───── Given entries ─────
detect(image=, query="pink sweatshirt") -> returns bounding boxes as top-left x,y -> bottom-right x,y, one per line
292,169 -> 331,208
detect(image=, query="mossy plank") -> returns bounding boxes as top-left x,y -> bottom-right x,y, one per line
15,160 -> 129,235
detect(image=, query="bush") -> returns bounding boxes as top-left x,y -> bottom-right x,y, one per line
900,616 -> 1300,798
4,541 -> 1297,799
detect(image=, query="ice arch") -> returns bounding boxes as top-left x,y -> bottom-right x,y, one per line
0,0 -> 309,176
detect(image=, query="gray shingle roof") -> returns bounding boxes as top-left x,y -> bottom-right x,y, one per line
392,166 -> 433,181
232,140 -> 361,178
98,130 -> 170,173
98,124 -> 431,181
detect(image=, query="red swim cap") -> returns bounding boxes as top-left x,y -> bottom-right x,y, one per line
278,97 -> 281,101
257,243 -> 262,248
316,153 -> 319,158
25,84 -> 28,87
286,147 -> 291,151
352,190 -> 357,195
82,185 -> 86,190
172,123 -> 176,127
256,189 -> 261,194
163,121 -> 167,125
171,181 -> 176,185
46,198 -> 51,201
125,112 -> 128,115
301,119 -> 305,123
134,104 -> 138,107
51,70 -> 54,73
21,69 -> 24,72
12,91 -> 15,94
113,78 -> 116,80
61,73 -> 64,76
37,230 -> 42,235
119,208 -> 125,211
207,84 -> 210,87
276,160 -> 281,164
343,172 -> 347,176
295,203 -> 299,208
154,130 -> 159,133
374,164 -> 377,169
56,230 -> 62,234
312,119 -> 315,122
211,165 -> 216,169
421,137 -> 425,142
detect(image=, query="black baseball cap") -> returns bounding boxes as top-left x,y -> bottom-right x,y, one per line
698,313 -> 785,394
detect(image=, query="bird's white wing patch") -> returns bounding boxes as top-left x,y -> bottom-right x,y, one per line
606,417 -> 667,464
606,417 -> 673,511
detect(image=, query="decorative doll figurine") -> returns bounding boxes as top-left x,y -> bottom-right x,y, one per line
─────
In the lines above, every record is to be repeated exactly.

■ Result below
detect(image=, query="pink sweatshirt") -> returns bounding boxes as top-left x,y -> bottom-right x,y, one per line
292,169 -> 331,208
detect(image=, query="mossy plank") -> returns bounding boxes as top-left x,y -> bottom-right x,y, one per line
15,160 -> 129,235
detect(image=, query="bush") -> returns bounding boxes as top-left x,y -> bottom-right x,y, one per line
900,616 -> 1300,798
4,541 -> 1297,799
detect(image=, query="ice arch") -> returns bounding boxes as top-left x,y -> bottom-right x,y, one per line
0,0 -> 309,176
detect(image=, query="gray shingle roof") -> returns bounding boxes as top-left x,y -> bottom-right x,y, one per line
392,166 -> 433,181
232,140 -> 361,178
98,130 -> 170,173
98,124 -> 431,181
detect(image=, query="red swim cap") -> returns bounding boxes as top-left x,y -> bottom-right x,y, one per line
278,97 -> 281,101
257,243 -> 262,248
316,153 -> 319,158
25,84 -> 28,87
286,147 -> 291,151
352,190 -> 357,195
82,185 -> 86,190
172,123 -> 176,127
256,189 -> 261,194
163,121 -> 167,125
171,181 -> 176,185
46,198 -> 51,201
125,112 -> 128,115
301,119 -> 305,123
134,104 -> 138,107
51,70 -> 54,73
21,69 -> 24,72
12,91 -> 15,94
113,78 -> 116,80
61,73 -> 64,76
37,230 -> 42,235
119,208 -> 125,211
207,84 -> 210,87
276,160 -> 281,164
343,172 -> 347,176
295,203 -> 299,208
154,130 -> 159,133
374,164 -> 377,169
56,230 -> 62,234
312,119 -> 315,122
211,165 -> 216,169
421,137 -> 425,142
detect(image=, query="black baseball cap") -> returns bounding boxes as top-left x,y -> bottom-right x,y, one per line
698,313 -> 785,394
detect(image=, query="bird's white wing patch") -> returns bounding boxes as top-left x,y -> bottom-right x,y, one per line
606,417 -> 667,464
606,417 -> 673,511
detect(image=, query="decorative doll figurine") -> returns bounding boxes as top-left x,y -> bottom-right x,y, one per line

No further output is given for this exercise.